THE INPUT: Begin

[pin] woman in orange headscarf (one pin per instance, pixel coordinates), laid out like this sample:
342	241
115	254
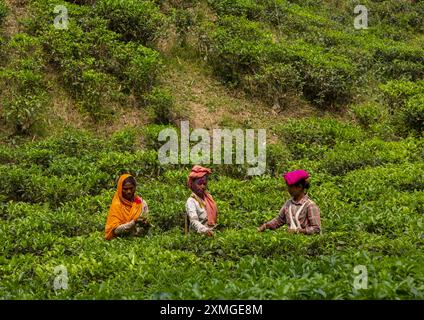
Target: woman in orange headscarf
201	209
128	212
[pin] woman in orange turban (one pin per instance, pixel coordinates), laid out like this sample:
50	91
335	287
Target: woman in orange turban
201	209
128	212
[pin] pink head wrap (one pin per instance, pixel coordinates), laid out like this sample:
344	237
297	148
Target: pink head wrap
294	177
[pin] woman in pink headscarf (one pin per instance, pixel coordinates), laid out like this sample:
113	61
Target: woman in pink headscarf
300	213
201	209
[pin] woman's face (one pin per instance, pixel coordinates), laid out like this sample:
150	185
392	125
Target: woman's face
294	190
128	191
201	184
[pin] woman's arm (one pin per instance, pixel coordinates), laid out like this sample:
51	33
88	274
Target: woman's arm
125	228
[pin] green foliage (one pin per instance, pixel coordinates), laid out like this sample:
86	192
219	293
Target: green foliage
413	113
3	11
25	95
162	105
135	20
309	138
366	179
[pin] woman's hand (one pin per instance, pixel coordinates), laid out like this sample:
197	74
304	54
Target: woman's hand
296	230
130	225
262	227
142	220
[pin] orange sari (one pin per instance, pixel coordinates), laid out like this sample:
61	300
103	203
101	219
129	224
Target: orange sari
121	210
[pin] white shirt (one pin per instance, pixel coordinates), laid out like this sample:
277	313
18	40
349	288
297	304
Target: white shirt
197	215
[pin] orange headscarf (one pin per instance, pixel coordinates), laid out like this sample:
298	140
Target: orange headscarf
121	210
211	208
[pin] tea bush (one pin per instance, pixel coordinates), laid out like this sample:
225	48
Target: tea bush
366	174
25	97
134	20
3	11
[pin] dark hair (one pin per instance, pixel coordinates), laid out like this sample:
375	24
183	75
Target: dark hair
130	180
302	183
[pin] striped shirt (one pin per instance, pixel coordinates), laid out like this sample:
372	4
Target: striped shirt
196	212
308	216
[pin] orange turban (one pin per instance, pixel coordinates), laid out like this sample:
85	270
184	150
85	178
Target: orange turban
121	210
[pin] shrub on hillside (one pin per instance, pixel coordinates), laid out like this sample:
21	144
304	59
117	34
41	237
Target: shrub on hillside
135	20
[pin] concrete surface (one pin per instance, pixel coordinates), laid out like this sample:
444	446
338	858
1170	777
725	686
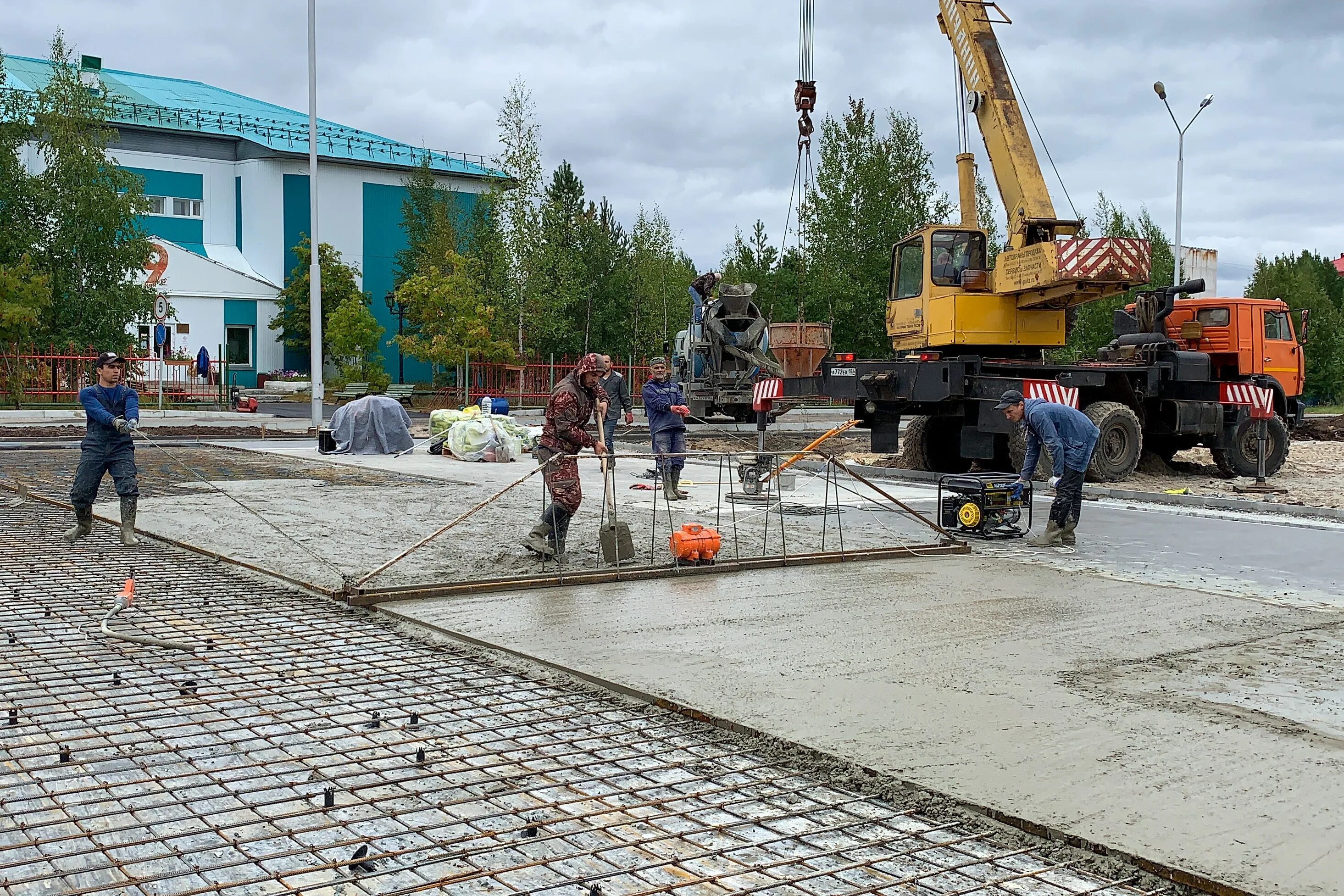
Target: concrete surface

THE INPUT: End

■ WHAT IS NEEDED ■
Please copy the preceding records exactly and omit the images.

■ REPLY ■
[pin] woman in orange headscarf (one pin per instance, pixel coordinates), laid out like this sample:
342	241
115	254
Target: woman in orange headscarf
201	209
128	212
[pin] woman in orange turban (one pin per instance, pixel coordinates), laid out like this sample:
50	91
335	287
Target: woman in orange turban
201	209
128	212
[pin] pink head wrap (one pin per instance, pixel coordinates), laid out like this sample:
344	237
297	148
Target: pink head wrap
294	177
[pin] woman in pink headscarf (one pin per instance, pixel coordinates), laid out like this sample:
113	61
Target: woman in pink headscarf
300	213
201	209
[pin] woman's face (one pin per instance, pixel coordinates), laid out like this sample:
150	185
392	125
Target: woman's face
294	190
128	191
201	184
[pin] woman's arm (one pin per instance, pixel coordinates), laid out like this sample:
51	33
88	274
Target: woman's arm
125	228
[pin] green foliage (one pin per instance, pixel coordinates), laid out like this sample:
86	192
219	293
Target: green foliage
413	113
3	11
25	95
162	105
135	20
309	138
366	179
[pin] woman's hand (one pin per instance, pixel coordinates), laid out like this sample:
197	74
304	54
Target: woman's hand
296	230
130	225
262	227
142	220
[pin] orange sari (one pin per instance, pixel coordinates), laid out like this sample:
61	300
103	203
101	219
129	224
Target: orange sari
121	210
[pin] white shirt (one pin per instance, pixel coordinates), laid out like this sample:
277	313
18	40
349	288
297	304
Target: white shirt
197	215
[pin] orange headscarf (one pin per instance, pixel coordinates), laid out like this sample:
298	140
Target: orange headscarf
121	210
211	208
[pin] tea bush (one pin per instance, pixel coordinates), laid out like this sample:
225	48
Target: tea bush
366	174
25	97
134	20
3	11
[pin] dark hair (one pin per instance, pixel coordinates), laid out like this sample:
375	24
183	75
Target: dark hair
130	180
302	183
[pin] striped shirt (one pin per instance, pixel coordinates), laid out like this sample:
372	4
Target: striped shirt
196	212
308	216
[pin] orange turban (one pin per instance, pixel coordinates), laid out like this sample:
85	270
184	150
85	178
Target: orange turban
121	210
[pin] shrub on hillside (one pin per instance, pixel coordinates), laid out like this sample:
21	144
304	59
117	34
41	237
Target: shrub on hillside
135	20
[pin] concrete surface (one pin per instance, pixel coordinates), laid out like this sample:
444	446
338	858
1170	777
725	686
Target: concrete surface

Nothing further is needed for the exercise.